AUFGABE A: Entnimm den Zeilen weiter unten jede Zeile, in der das Wort „with“ vorkommt.

TEXTAUSZUG:
■ ■ ■ ■ ■ ■ ■
# Hab nen Weiher, was nun?



## Zipp (16. April 2005)

Bei uns im Dorf wohnt ein alter Mann, der sich nicht mehr um seinen Weiher kümmern kann. Ich und ein Freund haben ihn mal gefragt ob er ihn verpachten will, und er meinte, wir könnten ihn einfach so nehmen, er sei froh, wenn sich jemand drum kümmere, weil er es ja nicht mehr kann. Kurzum, völlig unerwartet hatten wir auf einmal nen Weiher.
Jetzt wissen wir aber nicht so recht, was wir damit machen sollen, das ding ist 15mx25m und wir wollen es abloassen, und auf 1,8m ausbaggern.
Unser Hauptproblem ist allerdings der Besatz, wir wissen nicht, was für ein Besatz hier Sinnvoll/Nötig ist. 
Es sind wohl noch ein paar ziemlich alte Karpfen drin, aber ansonsten gehe ich davon aus, dass er leer ist, genaueres wissen wir ja dann wenn wir ihn Ablassen.
Wir hätten gerne einen schönen Besatz, durchmischt aber eben sinnvoll, und so, dass sich die Fische vielleicht auch mal vermehren können. Bitte helft mir, und sagt mir, welche Fische in welcher Größe, und wieviele davon wir setzen sollen, und was wir noch an einem Weiher tun sollen, wir waren bis jetzt eben nur gelegenheitsangler, und plötzlich haben wir nen Weiher, und kennen uns doch garnich soooo gut aus.
Im Vorraus schonmal danke,
Zipp


----------



## Lechfischer (16. April 2005)

*AW: Hab nen Weiher, was nun?*

Möchtest du dann darin angeln?375 Quadratmeter ist ein bissl klein zum angeln,oder?


----------



## merziger (16. April 2005)

*AW: Hab nen Weiher, was nun?*

hi
ist ja schön wen er ihn euch so gibt aber überlegt euch mal volgendes ihr macht in jetzt alles schön in ordnung baggert ihn aus  besetzt ihn mit fischen und alles läuft gut und dann passt dem mann etwas nicht und er verbietet euch dort zu angeln oder er stirbt plötzlich kann ja alles vorkommen dann habt ihr ein problem ihr habt nichts in der hand.
also ich denk ein pachtvertrag hätte sin .
ich denk es wird woll auch noch der ein oder andere fisch drin sein rotaugen bestimmt vögel bringen schließlich auch laich mit .
und zum besatz kann ich euch net viel sagen.
dann mal noch viel spass damit un petri heil


----------



## Zipp (16. April 2005)

*AW: Hab nen Weiher, was nun?*

Also wenn ich mir das ding so ankucke, kann man darin auf jeden Fall angeln, aber ich gehe mal davon aus, dass sich das dort erst in 2 Jahren oder so lohnt, muss eben en neuer Fischbestand rein.
■ ■ ■ ■ ■ ■ ■
AUFGABE B: Führe die Forumsdiskussion über den überlassenen Weiher oben fort, und zwar im Anschluss an ihren letzten Satz.

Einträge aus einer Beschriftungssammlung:
■ ■ ■ ■ ■ ■ ■
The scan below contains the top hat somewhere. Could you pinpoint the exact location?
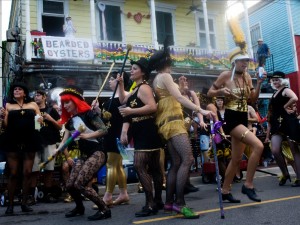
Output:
[36,90,47,96]
[130,57,149,74]
[10,81,29,96]
[271,71,285,78]
[229,47,250,63]
[59,85,84,100]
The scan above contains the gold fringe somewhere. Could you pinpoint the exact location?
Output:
[228,18,247,51]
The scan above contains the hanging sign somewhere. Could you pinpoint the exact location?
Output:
[41,36,94,61]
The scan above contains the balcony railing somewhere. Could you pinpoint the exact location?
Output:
[31,35,256,69]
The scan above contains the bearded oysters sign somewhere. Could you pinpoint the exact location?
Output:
[42,36,94,61]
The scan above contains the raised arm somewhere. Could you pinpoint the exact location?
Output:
[161,73,211,115]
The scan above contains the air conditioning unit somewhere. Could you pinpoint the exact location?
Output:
[6,27,20,42]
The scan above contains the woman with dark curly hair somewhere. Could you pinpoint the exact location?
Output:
[265,71,300,187]
[1,82,43,214]
[149,41,212,219]
[59,86,111,220]
[119,57,163,217]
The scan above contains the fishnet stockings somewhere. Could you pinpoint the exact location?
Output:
[166,134,194,205]
[134,150,163,207]
[66,151,106,210]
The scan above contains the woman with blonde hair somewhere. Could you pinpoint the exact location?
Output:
[265,71,300,187]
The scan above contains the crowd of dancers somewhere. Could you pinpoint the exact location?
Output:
[1,39,300,220]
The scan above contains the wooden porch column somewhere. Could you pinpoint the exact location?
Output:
[90,0,97,43]
[201,0,211,53]
[24,1,32,62]
[150,0,158,49]
[242,0,253,59]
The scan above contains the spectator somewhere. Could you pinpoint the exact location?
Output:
[257,38,271,67]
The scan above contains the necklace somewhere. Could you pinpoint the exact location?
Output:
[234,76,246,111]
[16,101,25,115]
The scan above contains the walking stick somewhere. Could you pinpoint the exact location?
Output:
[92,61,115,109]
[107,44,132,111]
[210,119,225,219]
[39,125,85,170]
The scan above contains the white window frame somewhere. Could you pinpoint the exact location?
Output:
[250,22,263,55]
[37,0,69,31]
[154,1,177,45]
[195,13,218,50]
[95,0,126,43]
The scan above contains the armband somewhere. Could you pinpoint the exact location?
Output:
[212,83,219,89]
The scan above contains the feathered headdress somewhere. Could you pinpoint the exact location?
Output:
[228,18,250,80]
[148,36,172,71]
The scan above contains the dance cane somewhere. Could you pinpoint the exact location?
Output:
[210,119,225,219]
[39,125,85,170]
[107,44,132,112]
[92,61,115,109]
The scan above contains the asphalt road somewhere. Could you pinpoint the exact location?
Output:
[0,167,300,225]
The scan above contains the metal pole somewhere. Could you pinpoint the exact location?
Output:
[210,119,225,219]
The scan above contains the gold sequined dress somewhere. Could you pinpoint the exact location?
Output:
[154,86,187,140]
[224,88,250,132]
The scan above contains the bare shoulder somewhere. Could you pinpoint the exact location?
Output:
[206,103,217,112]
[140,83,152,91]
[219,70,231,78]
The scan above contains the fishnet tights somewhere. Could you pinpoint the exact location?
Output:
[66,151,106,210]
[134,150,163,207]
[166,134,194,205]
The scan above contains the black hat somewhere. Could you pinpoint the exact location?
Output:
[130,57,149,74]
[10,81,29,97]
[36,90,47,96]
[59,85,84,100]
[271,71,285,78]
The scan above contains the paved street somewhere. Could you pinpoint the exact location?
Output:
[0,167,300,225]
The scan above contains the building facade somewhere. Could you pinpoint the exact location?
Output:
[4,0,258,103]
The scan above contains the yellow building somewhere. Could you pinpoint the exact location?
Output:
[5,0,230,97]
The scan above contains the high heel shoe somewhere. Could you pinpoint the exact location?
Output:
[113,198,129,205]
[279,175,291,186]
[102,199,114,207]
[88,209,111,220]
[292,179,300,187]
[21,205,33,212]
[222,193,241,203]
[5,205,14,215]
[242,185,261,202]
[135,206,158,217]
[65,207,84,217]
[172,204,199,219]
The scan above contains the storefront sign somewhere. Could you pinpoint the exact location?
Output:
[41,36,94,61]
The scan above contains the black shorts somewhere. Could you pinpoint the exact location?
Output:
[224,109,248,134]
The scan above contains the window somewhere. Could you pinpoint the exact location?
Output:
[99,5,122,41]
[38,0,66,37]
[155,11,174,45]
[198,17,216,49]
[250,24,262,54]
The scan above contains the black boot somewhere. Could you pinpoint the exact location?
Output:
[222,193,241,203]
[279,175,291,186]
[242,185,261,202]
[21,204,33,212]
[5,205,14,215]
[65,206,84,217]
[184,182,199,194]
[88,209,111,220]
[135,206,158,217]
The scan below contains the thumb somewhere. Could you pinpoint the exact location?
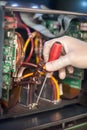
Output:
[45,54,71,71]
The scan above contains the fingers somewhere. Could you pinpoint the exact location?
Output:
[45,55,71,71]
[59,65,74,79]
[59,68,66,79]
[67,65,74,74]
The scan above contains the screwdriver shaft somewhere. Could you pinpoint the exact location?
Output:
[36,75,47,104]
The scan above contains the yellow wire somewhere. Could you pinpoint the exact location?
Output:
[21,72,60,101]
[23,32,37,53]
[21,72,33,79]
[51,76,60,101]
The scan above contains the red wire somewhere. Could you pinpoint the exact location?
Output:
[51,80,57,100]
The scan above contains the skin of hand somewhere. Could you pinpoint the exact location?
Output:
[43,36,87,79]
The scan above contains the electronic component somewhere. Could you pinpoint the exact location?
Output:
[0,7,87,118]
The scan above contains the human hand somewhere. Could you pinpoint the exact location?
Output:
[43,36,87,79]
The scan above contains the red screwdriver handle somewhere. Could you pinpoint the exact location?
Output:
[48,42,62,62]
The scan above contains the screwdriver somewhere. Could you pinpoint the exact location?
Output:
[35,42,62,105]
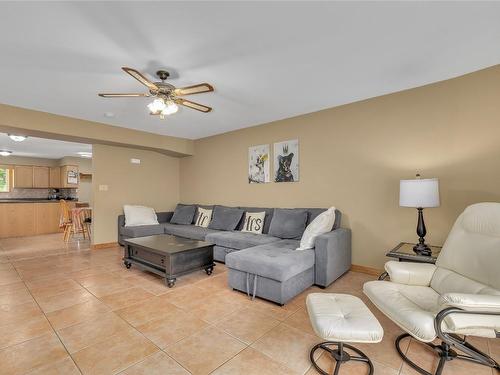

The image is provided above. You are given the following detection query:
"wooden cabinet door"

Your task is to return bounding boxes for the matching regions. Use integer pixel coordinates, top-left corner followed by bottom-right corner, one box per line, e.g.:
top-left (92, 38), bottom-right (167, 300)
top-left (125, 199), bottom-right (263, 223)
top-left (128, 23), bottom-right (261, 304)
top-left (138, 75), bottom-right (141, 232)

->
top-left (14, 165), bottom-right (33, 188)
top-left (35, 203), bottom-right (60, 234)
top-left (49, 167), bottom-right (61, 188)
top-left (0, 203), bottom-right (35, 238)
top-left (33, 167), bottom-right (49, 188)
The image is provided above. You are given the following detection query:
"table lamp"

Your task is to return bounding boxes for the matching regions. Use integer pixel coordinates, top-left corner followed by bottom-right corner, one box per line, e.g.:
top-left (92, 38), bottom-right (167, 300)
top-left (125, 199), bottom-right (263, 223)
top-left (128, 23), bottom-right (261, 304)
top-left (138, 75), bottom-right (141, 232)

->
top-left (399, 174), bottom-right (439, 256)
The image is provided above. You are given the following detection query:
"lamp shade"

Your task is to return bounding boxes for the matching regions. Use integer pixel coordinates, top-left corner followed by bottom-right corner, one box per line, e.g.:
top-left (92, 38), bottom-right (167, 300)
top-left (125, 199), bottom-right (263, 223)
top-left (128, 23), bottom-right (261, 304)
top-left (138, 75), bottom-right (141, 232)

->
top-left (399, 178), bottom-right (439, 208)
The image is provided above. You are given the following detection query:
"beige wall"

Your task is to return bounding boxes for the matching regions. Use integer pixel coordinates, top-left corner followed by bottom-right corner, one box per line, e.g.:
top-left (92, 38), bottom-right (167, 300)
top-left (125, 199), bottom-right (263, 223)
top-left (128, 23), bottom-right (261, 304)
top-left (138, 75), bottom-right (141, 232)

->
top-left (0, 156), bottom-right (59, 167)
top-left (59, 156), bottom-right (92, 174)
top-left (92, 145), bottom-right (179, 244)
top-left (180, 66), bottom-right (500, 267)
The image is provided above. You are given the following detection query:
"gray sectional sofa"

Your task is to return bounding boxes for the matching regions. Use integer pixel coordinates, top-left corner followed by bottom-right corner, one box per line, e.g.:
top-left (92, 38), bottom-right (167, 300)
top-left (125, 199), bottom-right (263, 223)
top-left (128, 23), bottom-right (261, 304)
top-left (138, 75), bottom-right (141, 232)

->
top-left (118, 206), bottom-right (351, 305)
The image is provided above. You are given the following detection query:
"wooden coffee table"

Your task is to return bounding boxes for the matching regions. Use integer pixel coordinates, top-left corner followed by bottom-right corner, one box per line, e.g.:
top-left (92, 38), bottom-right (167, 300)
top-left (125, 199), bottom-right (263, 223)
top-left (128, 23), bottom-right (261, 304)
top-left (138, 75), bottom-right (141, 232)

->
top-left (123, 234), bottom-right (215, 288)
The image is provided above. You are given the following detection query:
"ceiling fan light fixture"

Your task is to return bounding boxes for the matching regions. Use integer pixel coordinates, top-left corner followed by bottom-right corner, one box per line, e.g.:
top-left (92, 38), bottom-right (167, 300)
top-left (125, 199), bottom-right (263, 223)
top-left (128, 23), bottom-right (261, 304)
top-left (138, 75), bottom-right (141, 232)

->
top-left (161, 100), bottom-right (179, 115)
top-left (9, 134), bottom-right (28, 142)
top-left (148, 98), bottom-right (167, 115)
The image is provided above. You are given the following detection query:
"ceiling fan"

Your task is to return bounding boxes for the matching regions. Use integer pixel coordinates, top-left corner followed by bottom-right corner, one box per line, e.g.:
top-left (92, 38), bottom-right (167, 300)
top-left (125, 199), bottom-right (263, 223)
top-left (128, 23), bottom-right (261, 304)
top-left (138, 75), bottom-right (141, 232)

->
top-left (98, 67), bottom-right (214, 119)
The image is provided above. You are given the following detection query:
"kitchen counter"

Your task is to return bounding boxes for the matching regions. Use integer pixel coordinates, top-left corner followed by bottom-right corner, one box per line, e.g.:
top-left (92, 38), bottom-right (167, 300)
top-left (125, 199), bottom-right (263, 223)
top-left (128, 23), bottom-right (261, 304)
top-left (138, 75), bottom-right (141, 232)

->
top-left (0, 198), bottom-right (78, 204)
top-left (0, 198), bottom-right (74, 238)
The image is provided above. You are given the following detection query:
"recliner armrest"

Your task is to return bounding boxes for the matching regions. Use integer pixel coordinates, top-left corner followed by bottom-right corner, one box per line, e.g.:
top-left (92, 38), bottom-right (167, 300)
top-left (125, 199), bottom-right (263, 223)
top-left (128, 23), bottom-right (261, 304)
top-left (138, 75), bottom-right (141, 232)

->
top-left (441, 293), bottom-right (500, 313)
top-left (385, 261), bottom-right (436, 286)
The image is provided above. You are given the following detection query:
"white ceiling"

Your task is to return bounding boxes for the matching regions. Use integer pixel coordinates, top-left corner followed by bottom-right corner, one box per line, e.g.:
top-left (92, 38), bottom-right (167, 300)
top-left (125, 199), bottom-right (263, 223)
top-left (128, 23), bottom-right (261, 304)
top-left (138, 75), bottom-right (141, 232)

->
top-left (0, 1), bottom-right (500, 139)
top-left (0, 133), bottom-right (92, 162)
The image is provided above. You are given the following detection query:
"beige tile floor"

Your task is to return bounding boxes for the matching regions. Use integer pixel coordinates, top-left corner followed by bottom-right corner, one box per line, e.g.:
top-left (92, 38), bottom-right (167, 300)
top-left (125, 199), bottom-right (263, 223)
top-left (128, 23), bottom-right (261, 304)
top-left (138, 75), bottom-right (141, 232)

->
top-left (0, 235), bottom-right (500, 375)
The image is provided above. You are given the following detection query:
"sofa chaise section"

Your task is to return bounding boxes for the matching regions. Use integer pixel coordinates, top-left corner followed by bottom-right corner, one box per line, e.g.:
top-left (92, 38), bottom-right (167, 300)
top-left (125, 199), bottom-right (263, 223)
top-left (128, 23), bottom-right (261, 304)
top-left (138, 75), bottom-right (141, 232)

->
top-left (118, 212), bottom-right (174, 246)
top-left (205, 231), bottom-right (280, 262)
top-left (226, 240), bottom-right (315, 305)
top-left (164, 223), bottom-right (218, 242)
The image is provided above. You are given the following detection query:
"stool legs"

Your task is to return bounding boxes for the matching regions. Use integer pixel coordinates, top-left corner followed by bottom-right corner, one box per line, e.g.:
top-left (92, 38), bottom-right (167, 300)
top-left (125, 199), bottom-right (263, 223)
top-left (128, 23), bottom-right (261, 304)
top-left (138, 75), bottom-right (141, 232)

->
top-left (309, 341), bottom-right (373, 375)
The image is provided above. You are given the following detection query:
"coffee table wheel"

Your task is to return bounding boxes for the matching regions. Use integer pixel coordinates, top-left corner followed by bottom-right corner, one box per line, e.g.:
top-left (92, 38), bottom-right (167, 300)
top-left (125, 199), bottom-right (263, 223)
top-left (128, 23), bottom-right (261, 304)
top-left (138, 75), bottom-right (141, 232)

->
top-left (205, 266), bottom-right (214, 276)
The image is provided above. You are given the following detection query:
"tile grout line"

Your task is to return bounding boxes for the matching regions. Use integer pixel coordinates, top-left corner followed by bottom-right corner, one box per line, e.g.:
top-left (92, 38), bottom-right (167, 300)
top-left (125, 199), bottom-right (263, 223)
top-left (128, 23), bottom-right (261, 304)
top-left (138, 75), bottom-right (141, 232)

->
top-left (9, 265), bottom-right (83, 374)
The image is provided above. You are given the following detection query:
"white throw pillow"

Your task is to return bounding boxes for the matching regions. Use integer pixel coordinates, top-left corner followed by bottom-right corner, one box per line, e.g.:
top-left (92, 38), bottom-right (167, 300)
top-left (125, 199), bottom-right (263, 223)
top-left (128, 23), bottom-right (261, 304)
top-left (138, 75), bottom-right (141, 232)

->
top-left (194, 207), bottom-right (212, 228)
top-left (123, 205), bottom-right (159, 227)
top-left (241, 211), bottom-right (266, 234)
top-left (296, 207), bottom-right (335, 250)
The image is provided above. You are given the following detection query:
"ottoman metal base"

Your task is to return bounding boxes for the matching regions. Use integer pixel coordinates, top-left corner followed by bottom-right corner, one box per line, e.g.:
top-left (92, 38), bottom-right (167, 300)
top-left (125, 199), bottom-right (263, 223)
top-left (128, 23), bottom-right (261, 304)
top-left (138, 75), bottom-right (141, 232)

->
top-left (309, 341), bottom-right (373, 375)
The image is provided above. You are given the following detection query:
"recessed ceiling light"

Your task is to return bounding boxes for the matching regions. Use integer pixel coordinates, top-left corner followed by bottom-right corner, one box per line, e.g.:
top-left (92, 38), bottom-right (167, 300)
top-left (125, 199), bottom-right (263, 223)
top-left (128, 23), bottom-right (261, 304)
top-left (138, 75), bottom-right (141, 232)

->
top-left (9, 134), bottom-right (28, 142)
top-left (77, 151), bottom-right (92, 159)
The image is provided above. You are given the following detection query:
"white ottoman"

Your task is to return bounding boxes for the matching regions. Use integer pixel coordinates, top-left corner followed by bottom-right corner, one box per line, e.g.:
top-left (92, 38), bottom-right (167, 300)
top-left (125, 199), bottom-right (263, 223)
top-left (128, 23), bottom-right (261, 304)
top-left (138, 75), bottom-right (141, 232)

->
top-left (306, 293), bottom-right (384, 375)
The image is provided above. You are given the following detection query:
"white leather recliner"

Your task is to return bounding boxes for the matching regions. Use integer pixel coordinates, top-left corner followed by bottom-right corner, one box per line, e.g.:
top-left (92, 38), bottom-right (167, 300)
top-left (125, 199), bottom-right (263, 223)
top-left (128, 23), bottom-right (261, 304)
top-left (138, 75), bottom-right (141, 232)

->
top-left (363, 203), bottom-right (500, 375)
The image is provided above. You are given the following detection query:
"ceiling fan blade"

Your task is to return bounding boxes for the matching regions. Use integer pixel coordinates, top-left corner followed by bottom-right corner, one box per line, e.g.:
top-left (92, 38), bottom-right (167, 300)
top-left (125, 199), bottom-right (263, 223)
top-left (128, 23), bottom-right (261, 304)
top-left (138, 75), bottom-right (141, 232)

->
top-left (122, 66), bottom-right (159, 91)
top-left (97, 93), bottom-right (151, 98)
top-left (175, 98), bottom-right (212, 113)
top-left (174, 83), bottom-right (214, 96)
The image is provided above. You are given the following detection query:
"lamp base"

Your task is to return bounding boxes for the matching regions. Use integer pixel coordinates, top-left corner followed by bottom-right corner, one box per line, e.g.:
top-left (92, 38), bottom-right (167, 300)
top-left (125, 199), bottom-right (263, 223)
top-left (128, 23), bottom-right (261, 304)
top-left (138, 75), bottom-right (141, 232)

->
top-left (413, 241), bottom-right (432, 256)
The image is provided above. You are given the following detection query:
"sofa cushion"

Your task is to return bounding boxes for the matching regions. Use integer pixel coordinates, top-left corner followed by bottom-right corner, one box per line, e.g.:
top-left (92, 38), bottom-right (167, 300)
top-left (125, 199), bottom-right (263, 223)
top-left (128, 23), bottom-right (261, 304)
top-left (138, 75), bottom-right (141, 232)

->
top-left (194, 207), bottom-right (212, 228)
top-left (170, 203), bottom-right (196, 225)
top-left (241, 211), bottom-right (266, 234)
top-left (269, 208), bottom-right (308, 239)
top-left (120, 224), bottom-right (165, 237)
top-left (237, 207), bottom-right (274, 234)
top-left (206, 231), bottom-right (280, 250)
top-left (123, 204), bottom-right (158, 227)
top-left (214, 245), bottom-right (238, 262)
top-left (164, 223), bottom-right (214, 241)
top-left (226, 240), bottom-right (314, 282)
top-left (208, 206), bottom-right (243, 230)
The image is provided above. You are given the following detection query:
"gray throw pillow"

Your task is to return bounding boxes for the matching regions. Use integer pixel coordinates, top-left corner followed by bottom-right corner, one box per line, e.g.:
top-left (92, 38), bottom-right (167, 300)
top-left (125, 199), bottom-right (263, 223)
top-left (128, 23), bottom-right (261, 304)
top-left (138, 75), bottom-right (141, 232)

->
top-left (269, 208), bottom-right (307, 239)
top-left (208, 206), bottom-right (244, 230)
top-left (170, 204), bottom-right (196, 224)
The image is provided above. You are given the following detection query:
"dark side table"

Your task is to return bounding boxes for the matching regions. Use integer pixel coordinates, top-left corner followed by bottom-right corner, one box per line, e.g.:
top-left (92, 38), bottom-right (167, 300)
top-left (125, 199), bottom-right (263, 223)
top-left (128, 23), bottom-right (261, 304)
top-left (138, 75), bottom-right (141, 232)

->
top-left (378, 242), bottom-right (441, 280)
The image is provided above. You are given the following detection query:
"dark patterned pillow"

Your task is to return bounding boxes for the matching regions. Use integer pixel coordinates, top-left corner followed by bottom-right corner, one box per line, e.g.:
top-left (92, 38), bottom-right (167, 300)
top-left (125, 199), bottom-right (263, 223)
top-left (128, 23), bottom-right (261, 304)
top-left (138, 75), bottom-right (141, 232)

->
top-left (170, 204), bottom-right (196, 225)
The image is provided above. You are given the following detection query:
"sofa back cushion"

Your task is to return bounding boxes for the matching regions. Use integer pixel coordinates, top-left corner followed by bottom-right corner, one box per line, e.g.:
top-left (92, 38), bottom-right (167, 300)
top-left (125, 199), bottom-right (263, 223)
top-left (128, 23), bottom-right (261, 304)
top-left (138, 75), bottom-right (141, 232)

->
top-left (208, 206), bottom-right (243, 230)
top-left (194, 207), bottom-right (212, 228)
top-left (170, 203), bottom-right (196, 225)
top-left (303, 208), bottom-right (342, 230)
top-left (193, 204), bottom-right (214, 224)
top-left (269, 208), bottom-right (309, 239)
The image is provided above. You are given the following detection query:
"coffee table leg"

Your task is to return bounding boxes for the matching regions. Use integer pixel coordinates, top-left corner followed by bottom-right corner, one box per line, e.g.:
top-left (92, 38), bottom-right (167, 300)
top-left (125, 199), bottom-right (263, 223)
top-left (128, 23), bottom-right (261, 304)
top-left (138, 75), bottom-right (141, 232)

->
top-left (165, 277), bottom-right (176, 288)
top-left (205, 265), bottom-right (214, 276)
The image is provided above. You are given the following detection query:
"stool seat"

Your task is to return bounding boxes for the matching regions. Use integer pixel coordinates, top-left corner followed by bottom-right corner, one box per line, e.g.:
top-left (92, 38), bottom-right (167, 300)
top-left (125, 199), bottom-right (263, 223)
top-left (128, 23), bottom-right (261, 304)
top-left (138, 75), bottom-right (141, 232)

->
top-left (306, 293), bottom-right (384, 343)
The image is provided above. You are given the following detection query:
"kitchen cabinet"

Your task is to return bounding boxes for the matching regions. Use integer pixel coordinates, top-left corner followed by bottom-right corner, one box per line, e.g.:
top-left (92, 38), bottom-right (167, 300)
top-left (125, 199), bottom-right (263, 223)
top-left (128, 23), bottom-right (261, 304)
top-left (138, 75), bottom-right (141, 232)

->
top-left (14, 165), bottom-right (33, 188)
top-left (49, 167), bottom-right (61, 189)
top-left (61, 165), bottom-right (79, 188)
top-left (0, 202), bottom-right (63, 238)
top-left (33, 167), bottom-right (49, 188)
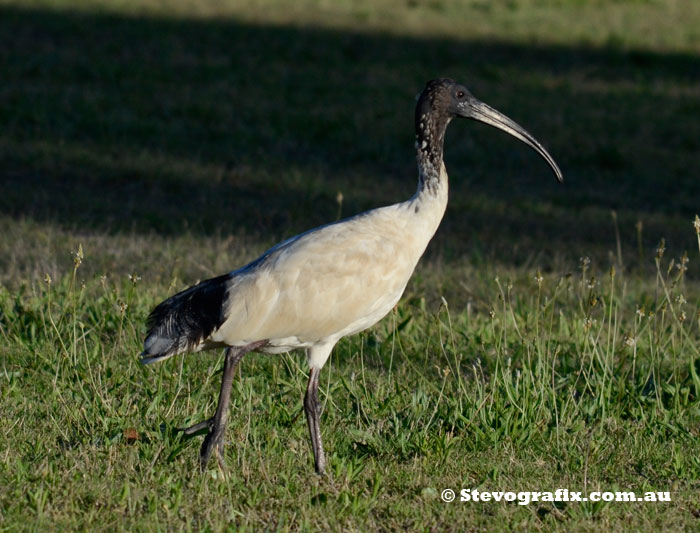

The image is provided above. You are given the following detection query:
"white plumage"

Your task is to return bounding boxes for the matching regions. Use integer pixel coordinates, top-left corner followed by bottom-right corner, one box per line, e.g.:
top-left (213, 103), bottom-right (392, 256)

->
■ ■ ■ ■ ■ ■ ■
LÖSUNG A:
The scan above contains the woman with dark curly hair somewhere. Could you pinpoint the exact location?
The scan above contains the woman with blonde hair somewhere. Could you pinpoint the exact location?

LÖSUNG B:
Dass der uns den Weiher wieder abnimmt wird auf keinen Fall passieren, und sollte er, Gott bewahre, Sterben, erbt das ding wohl seine Tochter, die kenn ich auch, und die wird ihn uns auch weiterhin überlassen.


----------



## Sebastian79NRW (16. April 2005)

*AW: Hab nen Weiher, was nun?*

Man muss auch mal an das gute im Menschen glauben. Wir haben auch keinen schriftlichen Pachtvertrag, aber ich bin mir sicher, dass unser Verpächter uns den Teich niemals nehmen würde!
Ist der Teich denn so verschlammt, dass ihr ihn ausbaggern müsst?
Ansonsten ist es doch auch interessant einen Neubesatz auf Grundlage des alten Besatzes einzubringen. Ich würde dies bevorzugen, wenn ihr den Teich naturnah bewirtschaften wollt und nur hin und wieder mal angeln wollt.

Wie tief ist euer Teich denn?, habt ihr einen Zulauf?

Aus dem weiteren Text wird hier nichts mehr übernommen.